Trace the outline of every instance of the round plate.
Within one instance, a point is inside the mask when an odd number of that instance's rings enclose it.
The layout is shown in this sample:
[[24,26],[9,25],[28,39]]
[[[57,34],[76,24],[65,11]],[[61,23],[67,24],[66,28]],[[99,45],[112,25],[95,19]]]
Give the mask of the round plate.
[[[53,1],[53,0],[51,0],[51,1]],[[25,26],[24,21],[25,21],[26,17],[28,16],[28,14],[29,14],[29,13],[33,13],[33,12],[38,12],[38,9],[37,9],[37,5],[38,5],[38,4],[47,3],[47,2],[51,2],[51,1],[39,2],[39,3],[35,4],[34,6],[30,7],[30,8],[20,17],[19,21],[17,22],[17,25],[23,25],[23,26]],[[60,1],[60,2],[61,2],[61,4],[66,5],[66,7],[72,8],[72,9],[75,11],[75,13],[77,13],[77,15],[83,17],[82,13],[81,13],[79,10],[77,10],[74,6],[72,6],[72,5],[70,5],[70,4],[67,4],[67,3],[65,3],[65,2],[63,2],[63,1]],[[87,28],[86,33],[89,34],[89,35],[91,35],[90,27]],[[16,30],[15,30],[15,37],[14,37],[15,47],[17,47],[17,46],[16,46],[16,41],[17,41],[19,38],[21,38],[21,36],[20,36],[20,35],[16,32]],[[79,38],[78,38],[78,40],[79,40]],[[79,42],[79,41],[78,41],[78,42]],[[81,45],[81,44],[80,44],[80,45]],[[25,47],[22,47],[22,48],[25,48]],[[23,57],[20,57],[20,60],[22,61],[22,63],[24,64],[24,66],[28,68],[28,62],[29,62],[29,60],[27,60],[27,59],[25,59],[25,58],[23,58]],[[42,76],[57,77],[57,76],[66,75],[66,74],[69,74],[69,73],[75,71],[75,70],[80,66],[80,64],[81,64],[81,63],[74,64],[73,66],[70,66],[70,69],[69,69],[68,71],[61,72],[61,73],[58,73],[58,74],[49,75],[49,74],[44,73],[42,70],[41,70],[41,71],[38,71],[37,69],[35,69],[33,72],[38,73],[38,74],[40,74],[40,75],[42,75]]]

WHAT THE TASK ASKS — Update the items above by replacing "round plate" with "dinner plate" wherever it occurs, and reproduce all the lines with everything else unchanged.

EXERCISE RESPONSE —
Trace the outline of every instance of the dinner plate.
Within one instance, a point is inside the mask when an odd number of that instance's rings enclose it.
The layout is shown in this sample:
[[24,26],[9,25],[28,39]]
[[[57,34],[76,24],[65,11]],[[61,23],[67,24],[66,28]],[[99,45],[112,25],[95,19]]]
Give the mask of the dinner plate.
[[[53,1],[53,0],[51,0],[51,1]],[[25,26],[24,21],[25,21],[26,17],[28,16],[28,14],[29,14],[29,13],[33,13],[33,12],[38,12],[38,9],[37,9],[37,5],[38,5],[38,4],[47,3],[47,2],[51,2],[51,1],[39,2],[39,3],[35,4],[34,6],[30,7],[30,8],[20,17],[19,21],[17,22],[17,25],[23,25],[23,26]],[[60,1],[60,2],[61,2],[61,4],[66,5],[66,7],[72,8],[72,9],[75,11],[75,13],[77,13],[77,15],[83,17],[82,13],[81,13],[79,10],[77,10],[74,6],[72,6],[72,5],[70,5],[70,4],[67,4],[67,3],[65,3],[65,2],[63,2],[63,1]],[[87,28],[86,33],[89,34],[89,35],[91,35],[90,27]],[[16,30],[15,30],[15,37],[14,37],[15,47],[17,47],[17,46],[16,46],[16,41],[17,41],[19,38],[21,38],[21,36],[20,36],[20,35],[16,32]],[[79,38],[78,38],[78,40],[79,40]],[[79,42],[79,41],[78,41],[78,42]],[[81,45],[81,44],[80,44],[80,45]],[[25,47],[22,47],[22,48],[25,48]],[[23,57],[20,57],[20,60],[22,61],[22,63],[24,64],[24,66],[28,68],[28,62],[29,62],[29,60],[27,60],[27,59],[25,59],[25,58],[23,58]],[[42,76],[57,77],[57,76],[66,75],[66,74],[69,74],[69,73],[75,71],[75,70],[80,66],[80,64],[81,64],[81,63],[74,64],[73,66],[70,66],[70,69],[69,69],[68,71],[61,72],[61,73],[58,73],[58,74],[49,75],[49,74],[44,73],[42,70],[41,70],[41,71],[38,71],[37,69],[35,69],[33,72],[38,73],[38,74],[40,74],[40,75],[42,75]]]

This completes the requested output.